(Stored entries)
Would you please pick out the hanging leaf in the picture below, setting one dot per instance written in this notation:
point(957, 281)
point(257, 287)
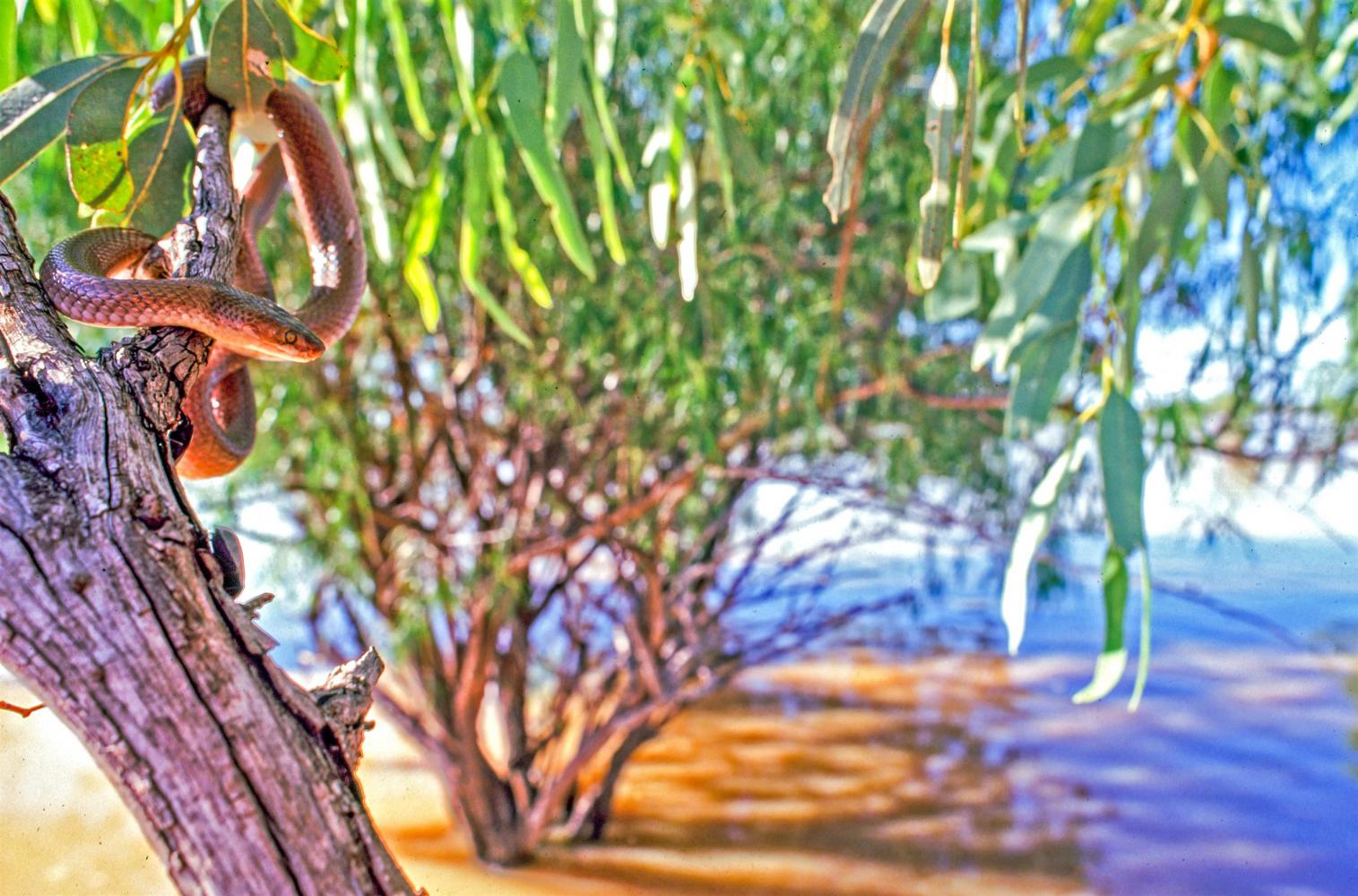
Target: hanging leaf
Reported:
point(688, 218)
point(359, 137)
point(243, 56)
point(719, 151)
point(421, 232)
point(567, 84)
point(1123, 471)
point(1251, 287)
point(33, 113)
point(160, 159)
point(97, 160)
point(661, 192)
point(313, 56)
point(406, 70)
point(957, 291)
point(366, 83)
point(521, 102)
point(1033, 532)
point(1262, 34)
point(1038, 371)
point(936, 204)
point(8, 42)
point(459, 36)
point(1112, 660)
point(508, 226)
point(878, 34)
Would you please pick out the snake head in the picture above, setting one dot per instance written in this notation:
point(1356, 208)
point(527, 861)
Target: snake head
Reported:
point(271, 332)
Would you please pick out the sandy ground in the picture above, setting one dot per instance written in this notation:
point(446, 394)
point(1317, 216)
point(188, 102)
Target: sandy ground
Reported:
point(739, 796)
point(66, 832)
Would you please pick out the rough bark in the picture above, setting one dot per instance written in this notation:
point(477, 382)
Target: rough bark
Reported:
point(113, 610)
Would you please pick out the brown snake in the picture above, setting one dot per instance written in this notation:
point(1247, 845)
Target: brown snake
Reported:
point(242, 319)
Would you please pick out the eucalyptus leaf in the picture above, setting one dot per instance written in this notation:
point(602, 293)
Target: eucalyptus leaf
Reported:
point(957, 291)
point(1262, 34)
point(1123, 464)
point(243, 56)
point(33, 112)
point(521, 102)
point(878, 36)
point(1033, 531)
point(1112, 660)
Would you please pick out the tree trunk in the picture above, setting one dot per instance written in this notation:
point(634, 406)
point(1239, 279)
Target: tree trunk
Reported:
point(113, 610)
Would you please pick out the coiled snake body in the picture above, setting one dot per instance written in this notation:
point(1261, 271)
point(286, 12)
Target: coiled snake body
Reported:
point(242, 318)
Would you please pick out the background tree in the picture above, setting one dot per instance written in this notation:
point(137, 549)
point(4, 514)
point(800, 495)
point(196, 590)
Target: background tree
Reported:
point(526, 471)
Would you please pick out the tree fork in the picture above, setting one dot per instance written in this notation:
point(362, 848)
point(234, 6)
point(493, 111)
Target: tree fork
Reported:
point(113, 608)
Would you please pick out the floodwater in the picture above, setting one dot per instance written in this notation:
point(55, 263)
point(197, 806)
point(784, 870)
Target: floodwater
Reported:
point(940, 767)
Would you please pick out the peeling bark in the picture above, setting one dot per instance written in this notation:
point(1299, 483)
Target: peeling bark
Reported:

* * *

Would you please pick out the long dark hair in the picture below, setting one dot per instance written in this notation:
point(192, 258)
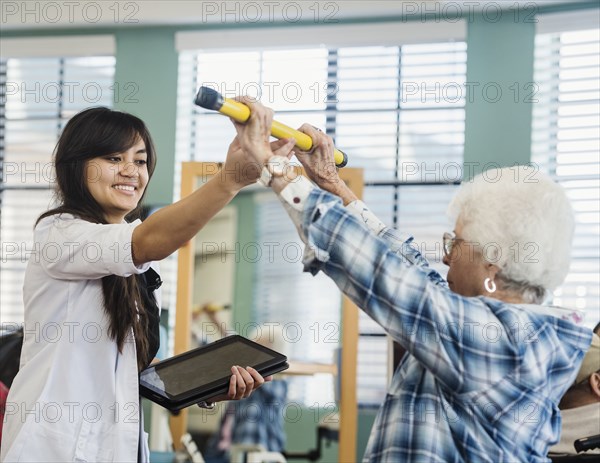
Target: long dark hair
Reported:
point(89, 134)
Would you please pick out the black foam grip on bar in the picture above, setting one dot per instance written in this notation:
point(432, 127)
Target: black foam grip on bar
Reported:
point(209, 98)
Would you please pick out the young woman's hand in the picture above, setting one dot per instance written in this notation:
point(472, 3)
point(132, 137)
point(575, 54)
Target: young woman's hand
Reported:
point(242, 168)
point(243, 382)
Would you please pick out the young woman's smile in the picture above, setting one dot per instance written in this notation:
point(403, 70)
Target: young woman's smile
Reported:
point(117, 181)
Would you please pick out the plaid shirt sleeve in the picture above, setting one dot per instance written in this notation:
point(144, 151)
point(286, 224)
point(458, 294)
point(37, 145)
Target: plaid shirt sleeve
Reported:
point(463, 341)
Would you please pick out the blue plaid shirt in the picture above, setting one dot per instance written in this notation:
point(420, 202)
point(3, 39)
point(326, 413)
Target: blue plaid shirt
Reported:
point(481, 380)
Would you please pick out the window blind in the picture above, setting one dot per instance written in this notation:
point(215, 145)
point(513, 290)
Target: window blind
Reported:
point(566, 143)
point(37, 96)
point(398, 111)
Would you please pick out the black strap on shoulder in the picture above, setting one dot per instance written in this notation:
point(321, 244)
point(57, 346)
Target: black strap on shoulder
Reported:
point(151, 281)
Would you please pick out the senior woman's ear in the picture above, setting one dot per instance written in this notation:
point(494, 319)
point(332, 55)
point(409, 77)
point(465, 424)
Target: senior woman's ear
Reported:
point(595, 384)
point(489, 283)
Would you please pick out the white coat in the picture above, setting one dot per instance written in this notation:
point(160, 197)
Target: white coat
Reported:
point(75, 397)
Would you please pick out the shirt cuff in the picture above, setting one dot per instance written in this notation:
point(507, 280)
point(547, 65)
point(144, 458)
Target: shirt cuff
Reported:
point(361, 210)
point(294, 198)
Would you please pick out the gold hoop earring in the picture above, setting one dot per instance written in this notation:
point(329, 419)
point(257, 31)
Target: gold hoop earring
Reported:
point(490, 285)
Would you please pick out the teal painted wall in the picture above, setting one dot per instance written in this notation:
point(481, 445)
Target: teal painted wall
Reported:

* **THE PROBLEM**: Using the entries above, write out exactly the lines from the one with "Would you please pick out the hanging" through the one with "Target: hanging leaf", ends included. Leave out any pictures.

* **YOUR RESPONSE**:
Would you please pick out the hanging leaf in the picture below, setting one dot per instance written in this notation:
point(957, 281)
point(257, 287)
Target: hanging leaf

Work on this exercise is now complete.